Stored items:
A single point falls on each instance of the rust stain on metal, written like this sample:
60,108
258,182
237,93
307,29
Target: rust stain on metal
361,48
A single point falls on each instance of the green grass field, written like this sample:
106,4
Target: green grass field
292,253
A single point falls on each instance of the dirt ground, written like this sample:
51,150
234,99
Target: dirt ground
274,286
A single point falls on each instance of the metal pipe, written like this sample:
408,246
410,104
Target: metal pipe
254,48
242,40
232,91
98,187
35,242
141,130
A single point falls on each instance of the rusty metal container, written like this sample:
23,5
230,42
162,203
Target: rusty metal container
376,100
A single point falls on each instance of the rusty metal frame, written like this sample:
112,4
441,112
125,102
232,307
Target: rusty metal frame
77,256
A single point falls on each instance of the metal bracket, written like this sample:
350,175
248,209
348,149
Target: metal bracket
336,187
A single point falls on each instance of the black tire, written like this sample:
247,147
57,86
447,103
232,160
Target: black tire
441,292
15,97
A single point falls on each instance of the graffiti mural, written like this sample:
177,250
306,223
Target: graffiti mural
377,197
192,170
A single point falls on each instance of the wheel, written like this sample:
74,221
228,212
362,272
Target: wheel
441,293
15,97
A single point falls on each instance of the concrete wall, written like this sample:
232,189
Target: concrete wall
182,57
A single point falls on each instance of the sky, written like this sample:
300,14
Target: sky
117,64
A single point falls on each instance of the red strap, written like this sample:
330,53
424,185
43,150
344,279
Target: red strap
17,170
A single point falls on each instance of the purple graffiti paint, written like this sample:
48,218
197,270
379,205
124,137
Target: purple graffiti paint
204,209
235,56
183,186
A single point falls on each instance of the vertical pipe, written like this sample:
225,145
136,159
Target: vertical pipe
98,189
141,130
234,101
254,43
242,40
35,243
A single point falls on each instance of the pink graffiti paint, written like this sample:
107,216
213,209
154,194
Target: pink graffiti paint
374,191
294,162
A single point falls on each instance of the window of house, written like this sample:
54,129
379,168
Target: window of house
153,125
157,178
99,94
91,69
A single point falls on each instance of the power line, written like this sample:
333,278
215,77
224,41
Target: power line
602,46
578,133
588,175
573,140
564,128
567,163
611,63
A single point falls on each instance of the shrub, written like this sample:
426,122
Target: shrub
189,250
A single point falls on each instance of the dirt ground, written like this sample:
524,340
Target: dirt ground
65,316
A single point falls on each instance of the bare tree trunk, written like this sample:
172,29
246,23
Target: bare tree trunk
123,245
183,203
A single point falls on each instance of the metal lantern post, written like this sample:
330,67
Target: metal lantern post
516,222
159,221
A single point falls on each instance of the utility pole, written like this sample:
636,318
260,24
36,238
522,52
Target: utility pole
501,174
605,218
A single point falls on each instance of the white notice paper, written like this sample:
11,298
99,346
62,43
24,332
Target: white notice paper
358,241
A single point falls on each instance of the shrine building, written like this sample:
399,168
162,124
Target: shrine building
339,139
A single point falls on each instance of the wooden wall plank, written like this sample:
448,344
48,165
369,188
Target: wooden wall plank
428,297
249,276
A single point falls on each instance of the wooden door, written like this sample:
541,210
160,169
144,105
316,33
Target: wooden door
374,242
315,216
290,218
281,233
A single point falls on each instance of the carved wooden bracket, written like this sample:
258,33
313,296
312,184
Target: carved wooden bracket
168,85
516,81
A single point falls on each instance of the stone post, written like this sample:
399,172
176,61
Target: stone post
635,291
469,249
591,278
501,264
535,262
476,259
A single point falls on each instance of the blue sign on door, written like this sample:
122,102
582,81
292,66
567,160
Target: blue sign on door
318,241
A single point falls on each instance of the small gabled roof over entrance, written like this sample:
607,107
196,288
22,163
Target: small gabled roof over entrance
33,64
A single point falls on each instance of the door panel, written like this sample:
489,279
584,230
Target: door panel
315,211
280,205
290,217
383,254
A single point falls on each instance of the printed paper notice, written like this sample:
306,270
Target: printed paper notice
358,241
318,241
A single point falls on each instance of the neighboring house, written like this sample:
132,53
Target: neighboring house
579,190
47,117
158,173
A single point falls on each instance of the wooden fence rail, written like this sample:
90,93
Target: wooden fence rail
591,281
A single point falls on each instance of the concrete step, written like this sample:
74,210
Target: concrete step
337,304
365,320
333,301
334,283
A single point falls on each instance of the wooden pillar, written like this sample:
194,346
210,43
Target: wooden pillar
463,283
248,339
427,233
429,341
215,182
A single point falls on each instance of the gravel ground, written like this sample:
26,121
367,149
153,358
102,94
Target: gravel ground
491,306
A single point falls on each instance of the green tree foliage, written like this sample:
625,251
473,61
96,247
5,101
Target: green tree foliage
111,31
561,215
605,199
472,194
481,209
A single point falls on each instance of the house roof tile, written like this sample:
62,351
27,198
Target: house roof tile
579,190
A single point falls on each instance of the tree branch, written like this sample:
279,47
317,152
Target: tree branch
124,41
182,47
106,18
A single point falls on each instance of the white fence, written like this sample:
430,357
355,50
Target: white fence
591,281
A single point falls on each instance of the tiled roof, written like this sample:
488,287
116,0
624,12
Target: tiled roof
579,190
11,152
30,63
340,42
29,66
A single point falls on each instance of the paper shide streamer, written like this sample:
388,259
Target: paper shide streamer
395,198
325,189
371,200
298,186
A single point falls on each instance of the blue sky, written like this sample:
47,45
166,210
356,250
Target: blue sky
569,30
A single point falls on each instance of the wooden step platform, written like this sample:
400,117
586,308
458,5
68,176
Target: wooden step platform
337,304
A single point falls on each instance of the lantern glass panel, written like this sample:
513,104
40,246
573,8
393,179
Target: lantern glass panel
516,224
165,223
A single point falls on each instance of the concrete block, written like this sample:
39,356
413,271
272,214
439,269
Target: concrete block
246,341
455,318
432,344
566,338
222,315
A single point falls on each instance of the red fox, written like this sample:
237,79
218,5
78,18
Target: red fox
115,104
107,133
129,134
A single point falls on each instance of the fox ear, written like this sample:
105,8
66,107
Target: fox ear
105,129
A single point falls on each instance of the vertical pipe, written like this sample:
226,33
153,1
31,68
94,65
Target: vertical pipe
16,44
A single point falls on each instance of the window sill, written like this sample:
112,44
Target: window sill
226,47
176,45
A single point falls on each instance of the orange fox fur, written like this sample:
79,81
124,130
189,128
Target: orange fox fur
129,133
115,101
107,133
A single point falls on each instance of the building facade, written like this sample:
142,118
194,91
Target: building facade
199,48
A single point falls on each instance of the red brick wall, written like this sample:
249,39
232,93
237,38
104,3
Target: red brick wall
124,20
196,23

→ **YOUR INSTRUCTIONS**: Without leaving anything out, give the entries again exactly.

→ **EXERCISE RESPONSE**:
A single point falls on each instance of the rust stain on metal, written like this sample:
60,108
258,182
237,93
307,29
Target: rust stain on metal
361,48
A single point falls on each instance of the green grass field, written like this sample:
106,4
Target: green grass field
292,253
A single point falls on each instance of the dirt ground, written like this sample:
51,150
234,99
Target: dirt ground
274,286
A single point falls on each instance of the metal pipe, written like this sample:
408,246
410,104
Target: metal pipe
254,48
242,40
232,91
98,187
35,242
141,130
A single point falls on each instance of the rusty metal container, written like this sample:
23,5
230,42
162,203
Target: rusty metal container
376,100
A single point falls on each instance of the rusty metal frame, written like this sample:
112,4
441,112
125,102
232,307
Target: rusty metal frame
77,256
A single point falls on each instance of the metal bracket, written like this sample:
350,175
248,209
348,149
Target: metal bracket
336,187
A single point falls on each instance of the black tire, written like this sample:
247,147
57,86
447,103
232,160
Target: black tire
441,292
15,97
A single point falls on each instance of the graffiti mural, written like this sample:
177,250
306,223
Target: graffiti mural
377,197
192,170
A single point falls on each instance of the wheel, written like this sample:
74,221
228,212
362,272
Target: wheel
441,293
15,97
A single point falls on each instance of the concrete wall, written like this sample:
232,189
Target: concrete wall
182,57
A single point falls on each instance of the sky, written like this sample:
300,14
Target: sky
117,64
A single point falls on each instance of the red strap, written like this sample:
330,53
424,185
43,150
344,279
Target: red strap
17,170
A single point falls on each instance of the purple graffiti paint, written like this sample:
48,218
197,270
379,205
124,137
Target: purple graffiti paint
204,209
235,56
183,186
A single point falls on each instance of the vertical pipe, written like this sample:
225,145
136,159
Target: vertical pipe
98,189
141,130
234,101
254,43
242,40
35,243
A single point falls on each instance of the pink graffiti paint, written like this sample:
107,216
213,209
154,194
Target: pink graffiti paint
374,191
294,162
A single point falls on each instance of the window of house, written like this sample:
54,129
379,168
Target: window of house
153,125
157,178
99,94
91,69
A single point falls on each instance of the power line, written like this sample:
333,278
215,77
224,41
Target: power line
602,46
578,133
588,175
573,140
564,128
567,163
611,63
A single point falls on each instance of the shrub, written like this sample:
426,122
Target: shrub
189,250
A single point falls on each instance of the dirt ground, written like this sample:
524,340
Target: dirt ground
65,316
A single point falls on each instance of the bare tree trunk, written like this sample:
172,29
246,23
Target: bare tree trunk
123,245
183,203
A single point falls on each instance of the metal lantern post, written like this sample:
330,67
Target: metal lantern post
516,222
159,221
A single point falls on each instance of the utility pole, written like this sample:
636,318
260,24
36,238
522,52
Target: utility pole
501,174
605,218
A single point falls on each instance of the white notice paper, written like this sample:
11,298
99,346
62,43
24,332
Target: white notice paper
358,241
A single point falls on each instance of the shrine building, written like this sample:
399,168
162,124
Target: shrine building
339,139
A single point falls on each instance of the wooden wall plank, written like this sample:
448,344
48,165
369,188
Target: wooden wall plank
428,297
249,276
A single point falls on each instance of the wooden door, written like this sample:
541,210
160,169
144,105
316,33
Target: wooden door
374,242
315,216
290,218
281,233
A single point falls on each instance of the carved wooden bracket, written like this sample:
258,33
313,296
312,184
Target: carved wooden bracket
168,85
516,81
A single point falls on each instance of the stone post, written like this sample:
399,172
176,61
Target: stone post
635,291
469,249
591,278
501,264
535,262
476,259
A single point falls on each instance of the blue sign on door, written like this sample:
122,102
582,81
292,66
567,160
Target: blue sign on door
318,241
A single point falls on each instance of the small gabled roof over entrance, written like this sample:
607,107
196,288
22,163
Target: small gabled roof over entrance
33,64
A single point falls on each instance of the door panel, written like this sample:
489,279
584,230
Target: door panel
315,211
280,205
290,217
383,254
A single point falls on each instance of the printed paper notice, written like this sample:
306,270
Target: printed paper notice
358,241
318,241
A single point falls on each instance of the neighboring house, written like this sample:
132,53
Target: neighboring house
579,190
47,117
158,173
A single point falls on each instance of the wooden fence rail, written like this sample:
90,93
Target: wooden fence rail
591,281
A single point falls on each instance of the concrete step, written like this sample:
74,210
Target: concrete step
337,304
365,320
333,301
334,283
A single point falls on each instance of the wooden pillar, written like this sample:
194,346
210,43
Target: wooden pillar
463,283
248,339
427,233
429,341
215,182
A single point falls on each instance of the gravel ground, written like this sample:
26,121
367,149
153,358
102,94
Target: gravel ground
491,306
A single point falls on each instance of the green tree foliage, written like this sample:
625,251
473,61
96,247
5,101
Target: green tree foliage
111,31
561,215
605,199
472,194
481,209
A single point falls on each instance of the house roof tile, written like this sample:
62,351
27,198
Target: house roof tile
579,190
A single point falls on each instance of the tree branch, written like this sample:
279,47
317,152
Target: tree branch
124,41
182,47
106,18
A single point falls on each instance of the white fence, written like this sample:
430,357
355,50
Target: white fence
591,281
A single point falls on each instance of the tiled roof, written like this sample:
488,287
116,0
624,12
Target: tiled roof
579,190
11,152
30,63
340,42
29,66
A single point falls on each instance of the paper shide streamer, written like this sample:
388,259
Target: paper shide streamer
395,198
325,189
371,200
298,186
A single point falls on each instance of the blue sky, written like this sample:
47,45
166,210
356,250
Target: blue sky
569,30
A single point falls on each instance of the wooden step platform, written like this sample:
400,117
586,308
458,5
68,176
Target: wooden step platform
337,304
A single point falls on each instance of the lantern glass panel, written like this sample:
513,104
40,246
573,8
393,179
Target: lantern glass panel
516,224
165,223
A single point falls on each instance of the concrete block, written like this sample:
39,356
413,271
272,214
439,269
Target: concrete block
246,341
455,318
432,344
566,338
222,315
A single point falls on each instance of the red fox, written like this sample:
237,79
218,5
78,18
Target: red fox
115,104
107,133
129,134
A single point falls on each instance of the fox ear, written like this sample:
105,8
66,107
Target: fox ear
105,129
A single point falls on each instance of the vertical pipe, written like this sample:
226,33
153,1
31,68
94,65
Target: vertical pipe
16,44
A single point falls on each instance of the window sill, written like this sample:
112,44
Target: window sill
226,47
176,45
A single point falls on each instance of the orange fox fur, written like this sample:
79,81
124,130
189,128
Target: orange fox fur
129,133
115,101
107,133
A single point falls on each instance of the building facade, written like this sample:
142,118
194,91
Target: building facade
199,48
A single point falls on each instance of the red brick wall, written like this sample:
249,39
232,93
237,38
104,3
Target: red brick wall
124,20
196,23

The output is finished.